● **Prompt**
The answer must consist of every line from the entries below that contains the word "image".

● **Available records**
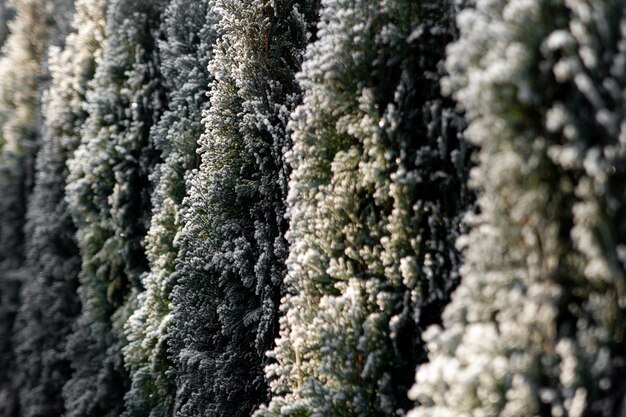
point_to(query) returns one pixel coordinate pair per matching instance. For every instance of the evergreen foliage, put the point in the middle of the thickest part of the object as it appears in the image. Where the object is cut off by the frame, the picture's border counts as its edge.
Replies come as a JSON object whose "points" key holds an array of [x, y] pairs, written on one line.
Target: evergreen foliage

* * *

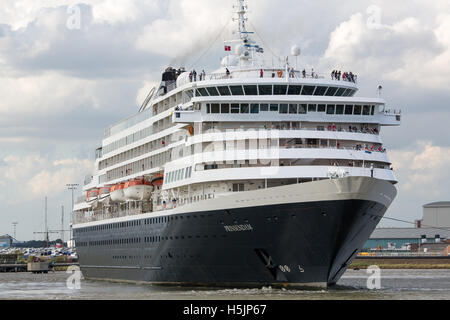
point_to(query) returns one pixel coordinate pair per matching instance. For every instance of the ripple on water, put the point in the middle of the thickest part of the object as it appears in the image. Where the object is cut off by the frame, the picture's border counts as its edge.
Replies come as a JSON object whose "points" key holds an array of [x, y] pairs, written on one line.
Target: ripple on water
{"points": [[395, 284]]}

● **Written response**
point_to(query) returns one pixel coordinate pair per matching instance. For every instance of the evergreen foliage, put the point in the middle of the thickest part of the object as it appears in the image. Where the object is cut off by the frame, the picture's border counts as its edge.
point_to(query) returns one pixel coordinate pair per matching instance. For every instance of the ripple on water, put the point in the middle of the thickest part of the object as it appears in the image. Where the object is cut off by the frame, the picture's border counts as its edge.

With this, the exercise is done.